What is expected:
Whatever the records say, set them down exactly.

Supplied information:
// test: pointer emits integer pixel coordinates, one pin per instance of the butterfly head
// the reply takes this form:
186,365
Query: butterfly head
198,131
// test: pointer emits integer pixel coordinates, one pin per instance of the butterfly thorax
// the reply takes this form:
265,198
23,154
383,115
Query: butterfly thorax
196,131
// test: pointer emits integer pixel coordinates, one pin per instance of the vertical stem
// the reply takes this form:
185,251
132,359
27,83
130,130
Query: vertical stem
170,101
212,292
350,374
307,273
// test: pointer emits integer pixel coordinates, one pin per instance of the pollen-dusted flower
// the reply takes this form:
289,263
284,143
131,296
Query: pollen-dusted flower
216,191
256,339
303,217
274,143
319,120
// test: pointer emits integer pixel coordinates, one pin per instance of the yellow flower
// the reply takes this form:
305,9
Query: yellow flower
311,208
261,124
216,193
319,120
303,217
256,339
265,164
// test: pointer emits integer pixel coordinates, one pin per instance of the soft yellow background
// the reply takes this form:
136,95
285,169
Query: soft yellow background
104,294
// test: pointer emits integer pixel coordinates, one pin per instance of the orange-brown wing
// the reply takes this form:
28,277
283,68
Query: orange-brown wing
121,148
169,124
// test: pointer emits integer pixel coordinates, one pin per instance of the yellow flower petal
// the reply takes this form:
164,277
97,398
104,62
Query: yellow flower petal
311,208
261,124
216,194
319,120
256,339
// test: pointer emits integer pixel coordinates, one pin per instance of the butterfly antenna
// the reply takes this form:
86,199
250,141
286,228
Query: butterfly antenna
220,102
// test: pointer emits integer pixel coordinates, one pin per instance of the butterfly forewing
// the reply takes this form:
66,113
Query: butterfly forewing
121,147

Result of this task:
// test: pointer emits integer pixel coordinates, one pin per instance of the butterfly head
// the reply takes this form:
186,365
Query: butterfly head
198,131
// test: pointer emits integer pixel coordinates, one pin per instance of the butterfly thorax
// the reply takes this form:
265,198
23,154
383,115
Query: butterfly thorax
196,131
// test: pointer emits integer pixel coordinates, one pin per instance of the vertical stem
// the reply takes this form:
185,251
132,359
27,83
130,130
Query: vertical stem
170,101
212,292
350,374
307,273
// test: pointer emits integer pixel coordinates, one pin per instance of the pollen-dusted flower
// the reply takes this form:
289,263
284,143
131,296
Query: pollen-dusted flower
216,191
256,339
303,217
274,143
319,120
// test: pointer emits integer pixel coordinates, one pin per instance of the yellow flower
// the reply takes this form:
305,9
Query: yellow flower
311,208
261,124
216,193
319,120
303,217
256,339
265,164
// test: pointer emits integer pixel coordinates, one pin per instance of the soft yellow background
// the reply takes this form:
136,95
285,169
Query: soft yellow background
104,294
// test: pointer emits integer pixel coordinates, one pin per instance of the orange-brown wing
// the reply takes this form:
28,277
283,68
Query: orange-brown wing
121,148
169,124
// test: pointer emits integer pixel coordinates, one pin per instance of the yellow flower petal
// the reply takes this form:
164,277
97,398
104,62
Query: yellow flower petal
311,208
261,124
216,194
319,120
256,339
// test: pointer emits integer pixel coordinates, one pin per instance of the butterfly antenna
// the reply takes this form:
86,199
250,141
286,228
Query: butterfly antenna
220,102
// test: pointer emits integer pixel coordinates, one pin per instance of the butterfly forewing
// the reply takes this form:
66,113
Query: butterfly forewing
121,147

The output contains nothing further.